* _Actions to take_
A) List each of the general requirements that the GlobalISel combiner post says have been gathered so far.
B) Summarize the GlobalISel combiner post in two sentences.
C) Transcribe the part of the GlobalISel combiner post starting at "Despite the focus" and ending at "bar to meet).".
-- START OF Extract provided --
Despite the focus on the DAGCombiner, since there aren’t perfect 1-1 mappings
between SDAG and GlobalISel components, this may also include features that are
currently implemented as part of the target lowerings, and tablegen isel
patterns. As we’re starting from a blank slate, we have an opportunity here to
think about what we might need from such a framework without the legacy cruft
(although we still have the high performance bar to meet).
>> 
>> I want to poll the community about what future requirements we have for
the GISel G_MI optimizer/combiner. The following are the general requirements we
have so far:
>> 
>> It should have at least equivalent, but hopefully better
runtime/compile time trade off than the DAGCombiner.
>> There needs to be flexibility in the design to allow targets to run
subsets of the overall optimizer. For example, some targets may want to avoid
trying to run certain types of optimizations like vector or FP combines if
they’re either not applicable, or not worth the compile time.
>> Have a reasonably concise way to write most optimizations. Hand written
C++ will always be an option, but there’s value in having easy to read and
reason about descriptions of transforms.
-- END OF Extract provided --
-- START OF Data records --
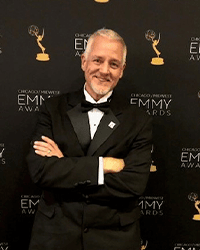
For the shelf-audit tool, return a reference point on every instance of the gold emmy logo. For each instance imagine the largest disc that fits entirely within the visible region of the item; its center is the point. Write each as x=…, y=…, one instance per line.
x=153, y=167
x=101, y=1
x=34, y=31
x=144, y=245
x=194, y=197
x=150, y=36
-- END OF Data records --
* _Answers for the tasks_
A)
- At least an equivalent, and hopefully better, runtime/compile time trade-off than the DAGCombiner.
- Flexibility in the design so that targets can run subsets of the overall optimizer.
- A reasonably concise way to write most optimizations.

B) The post polls the community about future requirements for the GISel G_MI optimizer/combiner, which may also cover features now implemented in target lowerings and tablegen isel patterns. Starting from a blank slate without legacy cruft, the requirements so far are a runtime/compile time trade-off at least as good as the DAGCombiner's, flexibility for targets to run subsets of the optimizer, and a reasonably concise way to write most optimizations.

C)
Despite the focus on the DAGCombiner, since there aren’t perfect 1-1 mappings
between SDAG and GlobalISel components, this may also include features that are
currently implemented as part of the target lowerings, and tablegen isel
patterns. As we’re starting from a blank slate, we have an opportunity here to
think about what we might need from such a framework without the legacy cruft
(although we still have the high performance bar to meet).